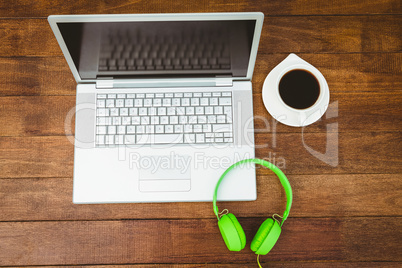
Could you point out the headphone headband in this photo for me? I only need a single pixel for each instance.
(282, 178)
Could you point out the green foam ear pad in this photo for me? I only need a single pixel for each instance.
(232, 232)
(266, 237)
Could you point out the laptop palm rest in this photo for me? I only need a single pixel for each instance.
(168, 177)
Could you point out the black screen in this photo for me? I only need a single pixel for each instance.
(159, 49)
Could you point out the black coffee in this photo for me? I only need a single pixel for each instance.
(299, 89)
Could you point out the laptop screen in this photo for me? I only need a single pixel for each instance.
(159, 48)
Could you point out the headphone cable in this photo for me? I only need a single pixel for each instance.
(258, 261)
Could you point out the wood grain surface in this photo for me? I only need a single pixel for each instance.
(347, 214)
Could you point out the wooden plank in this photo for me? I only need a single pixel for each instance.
(356, 112)
(281, 264)
(291, 7)
(50, 199)
(300, 34)
(172, 241)
(365, 153)
(35, 76)
(367, 72)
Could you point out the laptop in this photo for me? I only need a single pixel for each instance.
(163, 104)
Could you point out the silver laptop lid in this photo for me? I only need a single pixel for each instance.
(159, 46)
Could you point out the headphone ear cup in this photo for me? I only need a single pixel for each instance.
(232, 232)
(266, 237)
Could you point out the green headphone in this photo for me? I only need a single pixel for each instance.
(270, 229)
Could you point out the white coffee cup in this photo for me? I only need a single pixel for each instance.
(276, 105)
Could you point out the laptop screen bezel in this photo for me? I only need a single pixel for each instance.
(257, 16)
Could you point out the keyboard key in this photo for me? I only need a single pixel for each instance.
(140, 129)
(185, 102)
(157, 102)
(204, 101)
(213, 101)
(207, 128)
(202, 119)
(200, 138)
(222, 127)
(225, 101)
(159, 139)
(109, 103)
(119, 139)
(164, 120)
(135, 120)
(199, 110)
(197, 128)
(167, 102)
(100, 139)
(189, 138)
(176, 102)
(155, 120)
(183, 119)
(147, 102)
(111, 130)
(159, 129)
(116, 121)
(124, 112)
(192, 119)
(150, 129)
(174, 120)
(209, 110)
(121, 130)
(129, 103)
(138, 102)
(142, 111)
(178, 128)
(152, 111)
(169, 129)
(195, 101)
(126, 120)
(171, 111)
(189, 110)
(109, 139)
(188, 128)
(212, 119)
(145, 120)
(100, 103)
(221, 119)
(133, 111)
(102, 112)
(218, 110)
(129, 139)
(101, 130)
(162, 111)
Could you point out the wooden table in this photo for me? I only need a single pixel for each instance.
(344, 215)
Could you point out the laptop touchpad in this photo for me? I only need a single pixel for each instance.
(165, 175)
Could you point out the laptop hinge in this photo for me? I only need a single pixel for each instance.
(181, 82)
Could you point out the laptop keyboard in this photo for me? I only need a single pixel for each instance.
(164, 118)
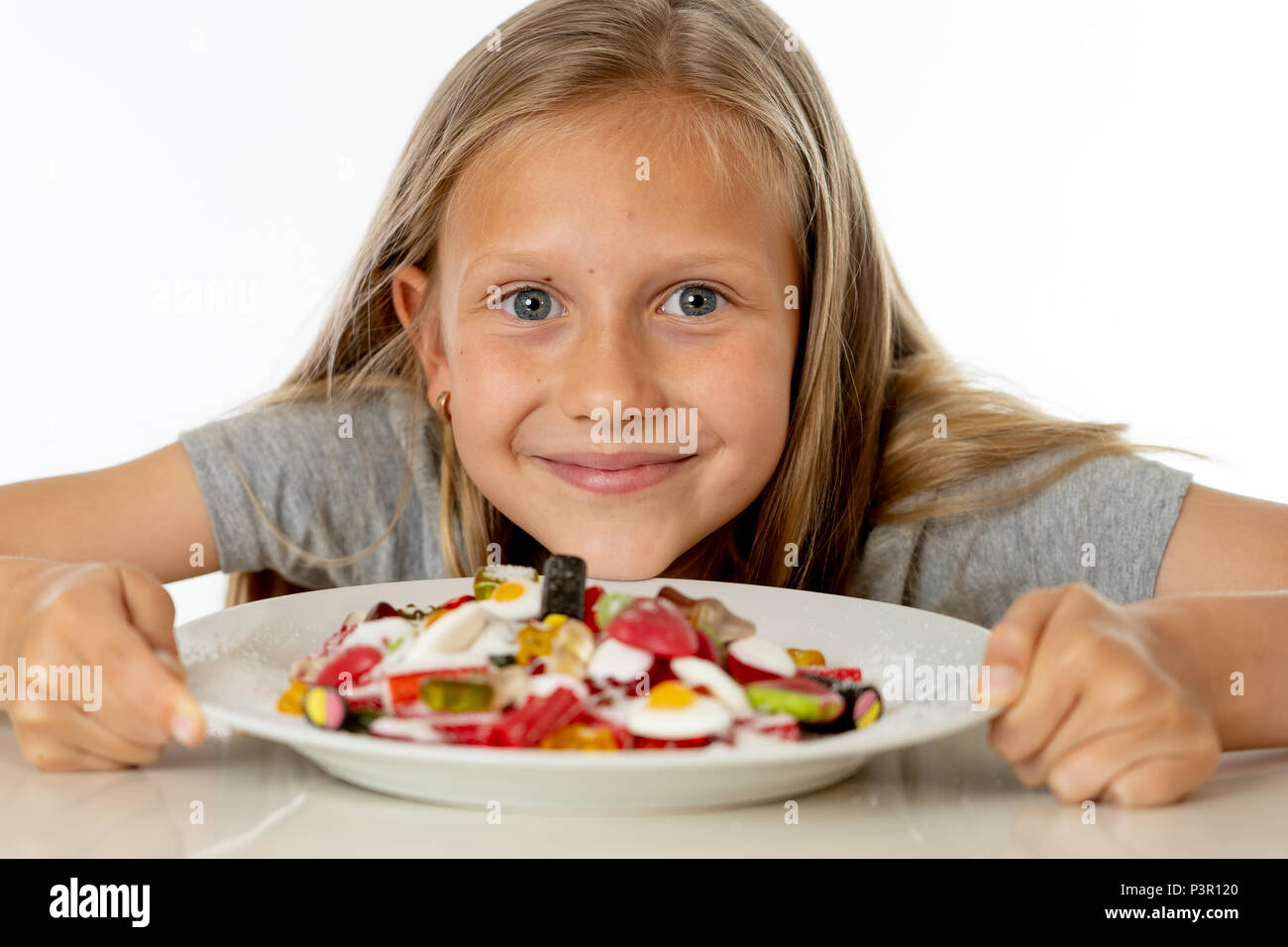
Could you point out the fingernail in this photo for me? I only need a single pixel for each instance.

+ + + + +

Work to complete ▸ Please rescale the part of the listing that starts with the line containing "Could you point out the wooden table" and goes on through the end of the listing: repeat those lines only, requests included, with every point coordinate in the answers multiplied by 1.25 and rounded to a whole number, halves rounded up. Leave the pictures out of your answer.

Final answer ▸
Could you point out the wooden table in this photo for me? I only need a single pixel for each instance.
(430, 269)
Could you point out the laptop touchpad in this photo for me? I only need a single pixel for each instance.
(206, 219)
Could you point out the laptop hinge in this photo for me? I only need a single pixel for each instance.
(226, 103)
Could you point out the laptop keyboard in this photo for me? I only need a single pixel for each instance.
(205, 148)
Could you point out the fingernail in this photo for me? I only need a single pixel for each instance.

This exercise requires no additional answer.